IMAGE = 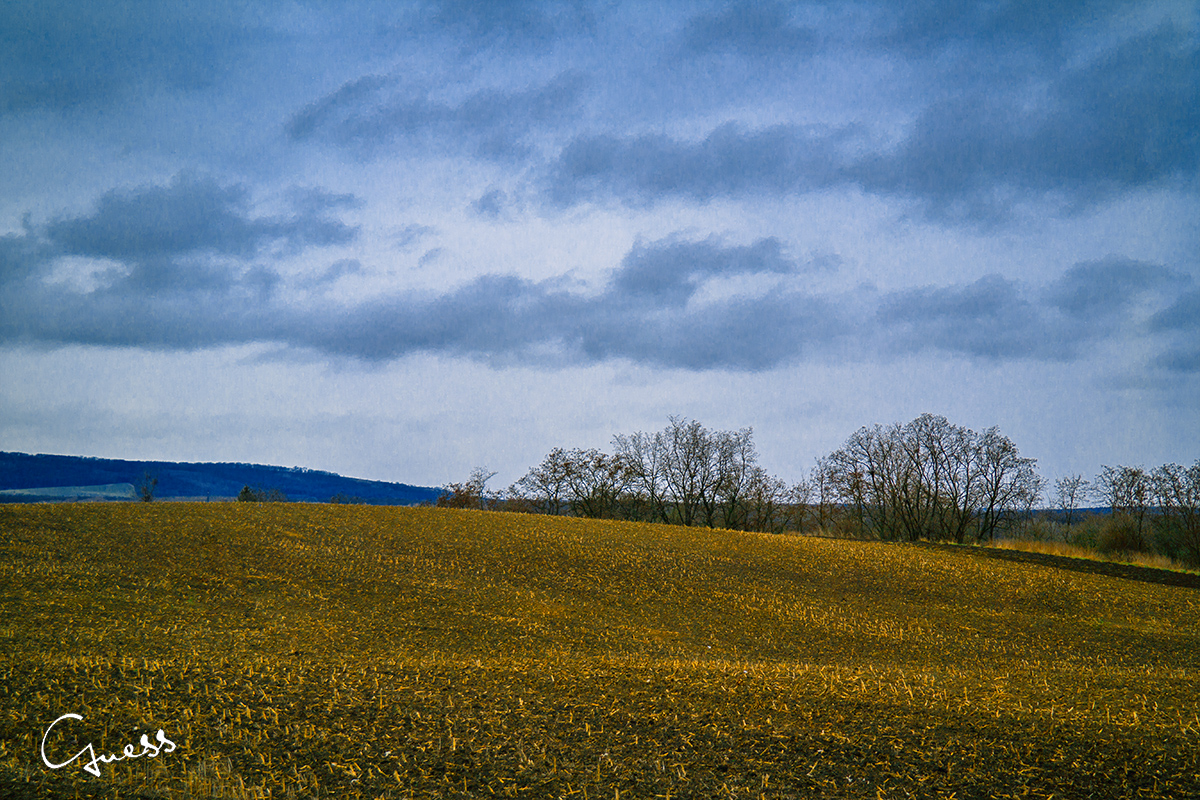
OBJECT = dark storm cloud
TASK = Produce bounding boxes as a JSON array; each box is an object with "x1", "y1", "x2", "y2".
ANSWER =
[
  {"x1": 866, "y1": 0, "x2": 1136, "y2": 58},
  {"x1": 542, "y1": 12, "x2": 1200, "y2": 223},
  {"x1": 292, "y1": 231, "x2": 838, "y2": 369},
  {"x1": 875, "y1": 258, "x2": 1194, "y2": 361},
  {"x1": 0, "y1": 0, "x2": 259, "y2": 115},
  {"x1": 0, "y1": 175, "x2": 1200, "y2": 372},
  {"x1": 876, "y1": 275, "x2": 1075, "y2": 359},
  {"x1": 545, "y1": 122, "x2": 854, "y2": 206},
  {"x1": 0, "y1": 174, "x2": 358, "y2": 349},
  {"x1": 287, "y1": 73, "x2": 584, "y2": 161},
  {"x1": 44, "y1": 174, "x2": 358, "y2": 263},
  {"x1": 1150, "y1": 288, "x2": 1200, "y2": 374},
  {"x1": 1046, "y1": 258, "x2": 1190, "y2": 319},
  {"x1": 848, "y1": 28, "x2": 1200, "y2": 218}
]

------------------------

__Job__:
Please render every line of the items above as a Markdown table with the columns Row and Line, numbering the rows and skipping blank lines. Leave the pictures out of the table.

__Response to the task__:
| Row | Line |
|---|---|
| 1 | IMAGE =  |
| 2 | OBJECT = dark storm cloud |
| 3 | TASK = Produce bounding boxes as a JSON array; each box is an object with "x1", "y1", "x2", "y2". |
| 4 | ANSWER = |
| 5 | [ |
| 6 |   {"x1": 866, "y1": 0, "x2": 1136, "y2": 58}, |
| 7 |   {"x1": 542, "y1": 12, "x2": 1200, "y2": 223}, |
| 8 |   {"x1": 292, "y1": 231, "x2": 838, "y2": 369}, |
| 9 |   {"x1": 875, "y1": 258, "x2": 1194, "y2": 361}, |
| 10 |   {"x1": 0, "y1": 0, "x2": 259, "y2": 115}, |
| 11 |   {"x1": 0, "y1": 175, "x2": 1200, "y2": 372}, |
| 12 |   {"x1": 876, "y1": 275, "x2": 1075, "y2": 359}, |
| 13 |   {"x1": 545, "y1": 122, "x2": 854, "y2": 206}, |
| 14 |   {"x1": 0, "y1": 174, "x2": 358, "y2": 349}, |
| 15 |   {"x1": 287, "y1": 73, "x2": 584, "y2": 161}, |
| 16 |   {"x1": 44, "y1": 174, "x2": 358, "y2": 263}, |
| 17 |   {"x1": 1150, "y1": 288, "x2": 1200, "y2": 374}, |
| 18 |   {"x1": 1046, "y1": 258, "x2": 1190, "y2": 319}, |
| 19 |   {"x1": 848, "y1": 28, "x2": 1200, "y2": 218} |
| 20 | ] |